PAGE
>>
Question

A hydrometer executes simple harmonic motion when it is pushed down vertically in a liquid of density \(\rho\). If the mass of hydrometer is \(m\) and the radius of the hydrometer tube is \(r\), then the time period of oscillation is

• A. \(\displaystyle T=2\pi\sqrt{\frac{m}{\pi r^2\rho g}}\)
• B. \(\displaystyle T=2\pi\sqrt{\frac{\pi r^2\rho g}{m}}\)
• C. \(\displaystyle T=\frac1{2\pi}\sqrt{\frac{m}{\pi r^2\rho g}}\)
• D. \(\displaystyle T=\frac1{2\pi}\sqrt{\frac{\pi r^2\rho g}{m}}\)

Hint:

A floating body performs SHM because a small displacement changes the buoyant force proportionally to displacement, producing a restoring force.
<<
[Object pointing dataset rows]
>>
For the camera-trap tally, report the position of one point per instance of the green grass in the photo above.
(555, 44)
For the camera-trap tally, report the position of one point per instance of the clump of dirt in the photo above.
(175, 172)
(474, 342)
<<
TO BE DONE
1 – Answer these about the hydrometer question:
(a) What symbol stands for the radius of the hydrometer tube?
(b) According to the hint, what changes proportionally to displacement when a floating body is displaced slightly?
(c) How many answer options are listed?
2 – Please rewrite every line of the records, requests included, shifting each point coordinate by adding 41 to every number.

OUTPUTS BY TASK
1 –
(a) r
(b) The buoyant force
(c) Four

2 –
For the camera-trap tally, report the position of one point per instance of the green grass in the photo above.
(596, 85)
For the camera-trap tally, report the position of one point per instance of the clump of dirt in the photo above.
(216, 213)
(515, 383)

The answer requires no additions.